▶ [Source text]:
──────────
Blog

GSoC Report: Serialize Universes for parallel

As we approach the exascale barrier, researchers are handling increasingly large volumes of molecular dynamics (MD) data. Whilst MDAnalysis is a flexible and relatively fast framework for complex analysis tasks in MD simulations, implementing a parallel computing framework would play a pivotal role in accelerating the time to solution for such large datasets. In this Google Summer of Code project, we tried to touch on the basics to make sure the fundamental data structure of MDAnalysis—Universe can be serialized, and also streamlined the parallel framework.

Why and how do we serialize a Universe

A very short answer is: for multiprocessing. You know, processes don’t share memory in python. The pythonic way to share information between processes is called serialization—“Pickler” converts the objects into bytestream; “Unpickler” deciphers the bytestream into objects again. During serialization, states are conserved! But it does not sound as simple as it is; and of course, data structures as complex as Universe cannot be serialized easily. What we did in MDAnalysis, is taking the advantage of object composition in python and managing to serialize all the pieces and bits—topology and trajectory—that are crucial for reconstituting a parallel Universe.

One of the fundamental features of MDAnalysis is its ability to create a trajectory reader without loading the file into memory. It provides users with the ability not to ramp up their memory with huge trajectory files, but only loading the current frame into memory (and also random accessing all the frames). It is troublesome in the sense that the I/O Reader of python for such functionality is not picklable. One of the main achievements in PR #2723 is creating a pickling interface for all the trajectory readers.

Another key component of the Universe is its attached AtomGroup. Serializing AtomGroup before was error-prone. Users had to be super-cautious to first recreate/serialize a Universe then AtomGroup. Besides AtomGroup could not be serialized alone; when adding a reference from another Universe, it could only be the positions of the atoms but not AtomGroup itself. After the change in PR #2893, AtomGroup can be serialized alone; if it is pickled with its bound Universe, it will be bound to the same one after serialization; if multiple AtomGroup are serialized together, they will recognize if they are bound to the same Universe or not.
──────────
▶ [Listed entries]:

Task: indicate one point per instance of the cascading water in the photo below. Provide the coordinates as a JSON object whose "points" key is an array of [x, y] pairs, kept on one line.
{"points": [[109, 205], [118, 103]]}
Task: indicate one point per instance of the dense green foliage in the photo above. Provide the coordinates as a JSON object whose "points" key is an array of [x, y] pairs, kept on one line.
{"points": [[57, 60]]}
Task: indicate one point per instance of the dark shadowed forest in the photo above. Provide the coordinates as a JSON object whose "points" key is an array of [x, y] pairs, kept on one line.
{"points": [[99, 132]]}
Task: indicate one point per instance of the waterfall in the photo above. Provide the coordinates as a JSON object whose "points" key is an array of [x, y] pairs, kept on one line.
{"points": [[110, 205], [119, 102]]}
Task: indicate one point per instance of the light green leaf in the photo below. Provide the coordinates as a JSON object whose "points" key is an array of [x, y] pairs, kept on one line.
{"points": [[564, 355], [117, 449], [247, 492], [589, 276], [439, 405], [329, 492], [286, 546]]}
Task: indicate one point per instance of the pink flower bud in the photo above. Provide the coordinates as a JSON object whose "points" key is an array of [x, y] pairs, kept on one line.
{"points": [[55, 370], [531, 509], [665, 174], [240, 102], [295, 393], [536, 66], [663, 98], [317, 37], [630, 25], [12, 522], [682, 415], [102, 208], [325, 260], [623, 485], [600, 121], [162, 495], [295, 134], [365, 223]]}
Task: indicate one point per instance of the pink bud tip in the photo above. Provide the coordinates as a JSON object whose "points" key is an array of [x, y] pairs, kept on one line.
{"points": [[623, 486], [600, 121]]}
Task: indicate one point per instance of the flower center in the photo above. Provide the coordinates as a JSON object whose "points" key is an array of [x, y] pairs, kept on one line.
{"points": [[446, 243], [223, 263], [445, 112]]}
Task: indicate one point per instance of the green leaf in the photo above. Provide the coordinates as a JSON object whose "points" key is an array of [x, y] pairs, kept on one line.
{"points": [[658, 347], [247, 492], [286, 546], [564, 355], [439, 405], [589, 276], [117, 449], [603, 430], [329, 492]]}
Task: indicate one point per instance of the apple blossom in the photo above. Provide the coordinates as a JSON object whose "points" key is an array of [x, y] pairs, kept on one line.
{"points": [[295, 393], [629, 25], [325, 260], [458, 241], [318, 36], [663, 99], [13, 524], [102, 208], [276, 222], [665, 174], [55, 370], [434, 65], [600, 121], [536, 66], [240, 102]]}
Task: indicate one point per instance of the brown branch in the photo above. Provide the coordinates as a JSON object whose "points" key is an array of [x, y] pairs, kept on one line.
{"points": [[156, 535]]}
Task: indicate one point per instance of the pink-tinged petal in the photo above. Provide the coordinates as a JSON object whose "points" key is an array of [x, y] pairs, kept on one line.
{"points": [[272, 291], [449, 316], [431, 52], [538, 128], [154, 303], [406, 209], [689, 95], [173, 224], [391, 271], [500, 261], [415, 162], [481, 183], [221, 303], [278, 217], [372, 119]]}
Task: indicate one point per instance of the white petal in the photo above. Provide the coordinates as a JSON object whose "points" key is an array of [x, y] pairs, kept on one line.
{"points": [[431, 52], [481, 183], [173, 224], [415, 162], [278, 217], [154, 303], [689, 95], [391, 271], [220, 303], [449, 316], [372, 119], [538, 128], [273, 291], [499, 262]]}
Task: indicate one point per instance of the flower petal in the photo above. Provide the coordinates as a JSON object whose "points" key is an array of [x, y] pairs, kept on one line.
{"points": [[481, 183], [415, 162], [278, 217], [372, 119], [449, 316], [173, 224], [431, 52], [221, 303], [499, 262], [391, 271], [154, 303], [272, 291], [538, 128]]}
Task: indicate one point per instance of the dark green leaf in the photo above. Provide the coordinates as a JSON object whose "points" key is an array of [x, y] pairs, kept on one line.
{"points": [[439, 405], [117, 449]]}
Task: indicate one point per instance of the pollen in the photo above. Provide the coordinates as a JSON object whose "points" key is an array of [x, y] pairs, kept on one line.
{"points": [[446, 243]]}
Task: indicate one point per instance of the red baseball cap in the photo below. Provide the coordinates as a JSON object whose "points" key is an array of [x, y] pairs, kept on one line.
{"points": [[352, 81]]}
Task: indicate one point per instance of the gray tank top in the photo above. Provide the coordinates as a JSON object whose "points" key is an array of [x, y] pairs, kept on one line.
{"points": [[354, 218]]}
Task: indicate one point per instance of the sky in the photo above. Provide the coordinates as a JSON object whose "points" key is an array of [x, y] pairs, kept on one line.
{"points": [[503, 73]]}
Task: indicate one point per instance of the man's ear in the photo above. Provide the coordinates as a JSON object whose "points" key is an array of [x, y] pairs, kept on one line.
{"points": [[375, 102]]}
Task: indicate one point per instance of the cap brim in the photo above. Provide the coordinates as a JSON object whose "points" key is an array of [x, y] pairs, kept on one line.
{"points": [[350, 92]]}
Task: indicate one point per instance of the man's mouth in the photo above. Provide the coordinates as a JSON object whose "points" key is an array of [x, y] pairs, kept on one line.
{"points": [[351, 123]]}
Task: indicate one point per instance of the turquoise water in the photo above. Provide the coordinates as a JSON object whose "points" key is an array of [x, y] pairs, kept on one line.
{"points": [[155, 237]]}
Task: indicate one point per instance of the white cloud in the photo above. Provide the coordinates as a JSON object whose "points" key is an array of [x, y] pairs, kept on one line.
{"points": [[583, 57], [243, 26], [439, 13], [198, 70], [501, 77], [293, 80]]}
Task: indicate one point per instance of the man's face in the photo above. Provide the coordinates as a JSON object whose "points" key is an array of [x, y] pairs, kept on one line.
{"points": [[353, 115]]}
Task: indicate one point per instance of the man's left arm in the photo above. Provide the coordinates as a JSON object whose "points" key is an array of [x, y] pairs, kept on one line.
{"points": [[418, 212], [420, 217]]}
──────────
▶ [Your goal]:
In the GSoC report, which pull request created a pickling interface for all the trajectory readers?

▶ [Solution to this task]:
PR #2723